▸ **Изучите материал**
[1] Скопируйте отрывок из текста о визитах к психологу, начиная со слов «Психолог, который лечил» и заканчивая словами «долгу перед всеми.».
[2] Продолжите текст о визитах к психологу, начав сразу после его последнего предложения.

▸ **Фрагмент текста**
»»
Мои первые книжки

Aug 01, 2017 16:26


История не хуже любой другой.
Психолог, который лечил меня от депрессии после того, как Лева умер, почти ничего не говорил. Я приходила, садилась в свое кресло напротив него. Он улыбался и подставлял мне коробочку бумажных носовых платков. Потом для затравки произносил что-нибудь нейтральное - вроде: "Устаешь на работе?"
И все! Дальше я говорила и плакала сама, без чьей-нибудь помощи. Рассказывала, что устаю ужасно. Раньше Лева помогал, показывал, а теперь - сама, как умею. Под свою ответственность.


И с сотрудниками трудно... Каждый  сделал что-то особенное, пока он болел. Вообще они работают хорошо, но когда Леву лечили - всю душу вкладывали. Каждая сестра, каждый врач сделали для нас что-то такое, чему нет компенсации. Я осталась должна. В глубоком долгу перед всеми.
Психолог молчал и только подкладывал новую коробочку платков.
««
▸ **Записанные данные**
»»
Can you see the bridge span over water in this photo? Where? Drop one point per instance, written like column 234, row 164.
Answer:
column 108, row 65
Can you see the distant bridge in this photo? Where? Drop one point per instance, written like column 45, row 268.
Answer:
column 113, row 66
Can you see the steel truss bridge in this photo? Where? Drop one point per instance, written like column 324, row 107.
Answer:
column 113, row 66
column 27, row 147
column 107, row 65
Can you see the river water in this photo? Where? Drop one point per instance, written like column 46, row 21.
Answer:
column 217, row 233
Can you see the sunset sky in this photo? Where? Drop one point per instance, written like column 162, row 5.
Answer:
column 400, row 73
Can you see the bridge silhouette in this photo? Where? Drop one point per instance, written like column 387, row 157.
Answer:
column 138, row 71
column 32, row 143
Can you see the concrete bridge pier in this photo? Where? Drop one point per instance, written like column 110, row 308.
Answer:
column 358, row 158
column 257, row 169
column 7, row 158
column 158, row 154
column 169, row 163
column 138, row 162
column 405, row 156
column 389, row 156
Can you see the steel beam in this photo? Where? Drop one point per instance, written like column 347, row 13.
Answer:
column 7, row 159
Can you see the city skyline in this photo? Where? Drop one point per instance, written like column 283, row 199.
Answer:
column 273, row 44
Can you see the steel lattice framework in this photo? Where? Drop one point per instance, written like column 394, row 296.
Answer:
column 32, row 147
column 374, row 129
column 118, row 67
««
▸ **Ответы к упражнению**
[1]
Психолог, который лечил меня от депрессии после того, как Лева умер, почти ничего не говорил. Я приходила, садилась в свое кресло напротив него. Он улыбался и подставлял мне коробочку бумажных носовых платков. Потом для затравки произносил что-нибудь нейтральное - вроде: "Устаешь на работе?"
И все! Дальше я говорила и плакала сама, без чьей-нибудь помощи. Рассказывала, что устаю ужасно. Раньше Лева помогал, показывал, а теперь - сама, как умею. Под свою ответственность.


И с сотрудниками трудно... Каждый  сделал что-то особенное, пока он болел. Вообще они работают хорошо, но когда Леву лечили - всю душу вкладывали. Каждая сестра, каждый врач сделали для нас что-то такое, чему нет компенсации. Я осталась должна. В глубоком долгу перед всеми.

[2]
Интересно, что вне сеансов я плакать совершенно не могла. На душе серо, тускло и безвидно. Поплакав у психолога, выходила почти счастливая, с облегчением и каким-то подобием надежды.
К следующей неделе я ждала сеанса с нетерпением.
Один раз рассказывала ему, идолу молчаливому и улыбчивому, что Лева никогда мне не снится. Ни разочка! И вспомнить его молодым не могу. Как будто вся наша жизнь это только четыре последних года после диагноза.
Психолог поскучнел, зашебуршился в своем кресле, записал что-то в тетрадочку, в которой строчил все время пока я рассказывала про свое, обыкновенное женское, и предложил: "Может ты про него напишешь? Про вашу жизнь, про важные события?"
Я прикинула, как  приду домой, сяду за стол, возьму из стопочки клетчатый листок и напишу... Какое первое слово я напишу? Со всей очевидностью стало ясно, что в русском языке такого слова нет.

Прошло несколько лет. Я уже ходила на кладбище только раз в неделю. О трех месяцах бесед с психологом вспоминала безмятежно. Плакать не получалось - да не больно-то и хотелось. Я открыла себе страничку в Живом Журнале, потому что очень любила тогда Акунина и все его затеи. Он назвал Благородным Собранием своих комментаторов и я сунулась туда, хотя вообще публичность мне была чужда и неприятна.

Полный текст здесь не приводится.